-- Görev A --
Yazıya göre anlatıcı kendini en çok hangi rolde iyi hissederdi?
-- Görev B --
Yazının "palmiyeli yol arkamda" sözcüklerini içeren ifadeyle açılıp "hicbirseye aldiris etmeksizin….." ile kapanan bölümünü aynen aktarın.

15 Temmuz 2010 Perşembe

Bezelye Çiçeği ve Robin Goodfellow

Bezelye Çiçeği ve Robin Goodfellow

Parkta, yaz ortasinda, haziran sicaginda, gunes batmak uzere, circir bocekleri yeni bir senfoni arifesinde, manolya rahiyasi altinda ilerliyorum, kafamin icinde binbir hikaye geziniyor yol boyunca icinden kendimi cekip cikaramadigim…..
palmiyeli yol arkamda kaldi, artik camlar altinda kristal igne yaprakli bir gelecegin izlerinin heyecani sararken, buyudugumuzun resmi taniklarinin resmi gecidi icinde, ilk heyecanlarin mabedine bir an once ulasma heyecani kusatiyor dortbir yanimi…..

kucuk golette kurbaga resitalleri, birden albino bir tavuskusu karsi kaldirimdan suzuluyor, hicbirsey sasirtmiyor beni bu kucuk dunyada, birazdan yasanacaklardan bihaber, sicakligin kendinden gecmis halleriyle basetme ile cocuklugumun anilarinin pamuk helva katmanlari arasinda gidip geliyorum, hicbirseye aldiris etmeksizin…..

herneyse hikayemize donelim, eskiden kucuk bir Odeon vardi, gul bahcelerinin icinde, birbirimize oyunlar oynadigimiz, kimi zaman sen Puck rolunde, kimi zaman ise ben mor salkim perisi , bazi anlar ise pekte hatirlayamadigim hangimizin Robin Goodfellow ya da Robin Starveling oldugu……ama en cok Bezelye Çiçeği rolunde kendimi iyi hissederdim......bir Felix Mendelssohn bestesine paralel....

-- Veriler --
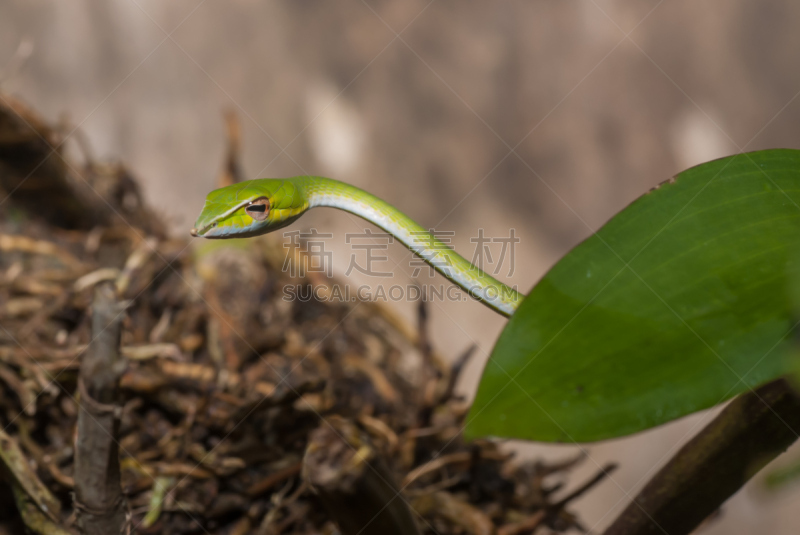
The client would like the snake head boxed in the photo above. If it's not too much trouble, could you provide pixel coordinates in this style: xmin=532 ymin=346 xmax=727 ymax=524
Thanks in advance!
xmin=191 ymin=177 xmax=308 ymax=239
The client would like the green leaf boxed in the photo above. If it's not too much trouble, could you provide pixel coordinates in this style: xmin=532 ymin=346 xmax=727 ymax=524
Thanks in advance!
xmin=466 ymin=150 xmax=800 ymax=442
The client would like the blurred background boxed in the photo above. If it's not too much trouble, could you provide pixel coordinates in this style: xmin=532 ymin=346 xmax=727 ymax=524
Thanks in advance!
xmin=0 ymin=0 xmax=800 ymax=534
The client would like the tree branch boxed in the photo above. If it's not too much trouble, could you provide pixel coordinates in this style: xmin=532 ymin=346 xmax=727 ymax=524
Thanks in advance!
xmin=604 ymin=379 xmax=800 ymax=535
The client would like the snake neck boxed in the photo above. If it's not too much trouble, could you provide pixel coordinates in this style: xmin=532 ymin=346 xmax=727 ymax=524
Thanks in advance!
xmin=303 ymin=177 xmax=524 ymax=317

-- Tam yanıt A --
Bezelye Çiçeği rolünde.

-- Tam yanıt B --
palmiyeli yol arkamda kaldi, artik camlar altinda kristal igne yaprakli bir gelecegin izlerinin heyecani sararken, buyudugumuzun resmi taniklarinin resmi gecidi icinde, ilk heyecanlarin mabedine bir an once ulasma heyecani kusatiyor dortbir yanimi…..

kucuk golette kurbaga resitalleri, birden albino bir tavuskusu karsi kaldirimdan suzuluyor, hicbirsey sasirtmiyor beni bu kucuk dunyada, birazdan yasanacaklardan bihaber, sicakligin kendinden gecmis halleriyle basetme ile cocuklugumun anilarinin pamuk helva katmanlari arasinda gidip geliyorum, hicbirseye aldiris etmeksizin…..